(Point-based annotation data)
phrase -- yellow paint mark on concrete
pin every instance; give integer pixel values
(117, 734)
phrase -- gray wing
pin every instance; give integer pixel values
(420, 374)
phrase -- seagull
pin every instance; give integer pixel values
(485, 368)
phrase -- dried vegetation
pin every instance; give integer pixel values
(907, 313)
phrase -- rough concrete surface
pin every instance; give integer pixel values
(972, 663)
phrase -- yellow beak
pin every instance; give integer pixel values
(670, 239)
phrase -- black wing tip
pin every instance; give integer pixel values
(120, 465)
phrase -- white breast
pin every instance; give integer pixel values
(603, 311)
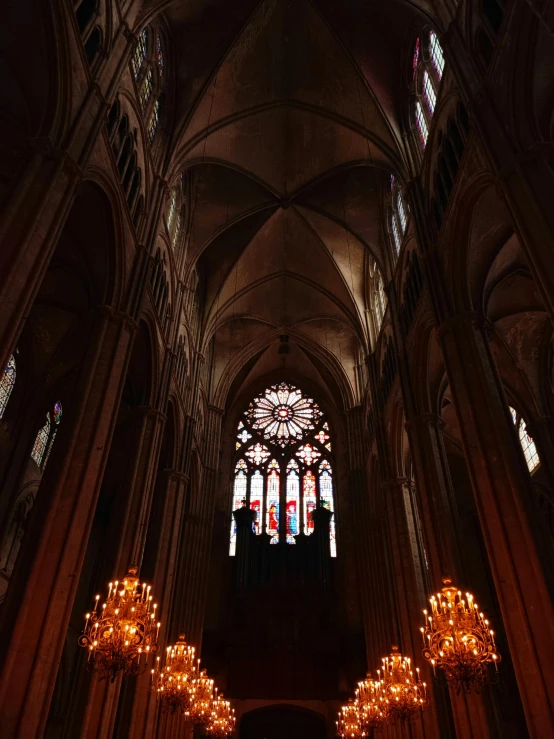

▶ Problem description
Reproduce all of the lines above, requests included, after adding 138 to every coordinate in the answers. Do not include the pictures in your answer.

▶ Response for this exercise
phrase -- yellow paint mark on concrete
pin every instance; give integer pixel values
(255, 872)
phrase -- gray wing
pin every instance; give integer pixel values
(558, 512)
phrase -- seagull
pin every instance; give integer pixel values
(623, 506)
phrase -- dried vegetation
pin every instance; give integer pixel values
(1045, 451)
phrase -- rough concrete surface
pin every instance; give integer pixel values
(1110, 801)
phrase -- yellow beak
pin every instance; give integer pixel values
(808, 377)
phrase -- black wing tip
pin every instance; give integer pixel values
(258, 603)
phrase -- white breast
pin every instance; give integer pixel values
(741, 449)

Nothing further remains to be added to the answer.